** start INPUT FOR THIS TASK **
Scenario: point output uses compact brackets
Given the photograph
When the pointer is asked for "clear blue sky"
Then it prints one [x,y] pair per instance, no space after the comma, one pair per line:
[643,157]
** end INPUT FOR THIS TASK **
* [PROBLEM DESCRIPTION]:
Rewrite these lines with "pointer" changed to "locator", keeping everything else the same.

* [THE RESULT]:
Scenario: point output uses compact brackets
Given the photograph
When the locator is asked for "clear blue sky"
Then it prints one [x,y] pair per instance, no space after the comma, one pair per line:
[643,157]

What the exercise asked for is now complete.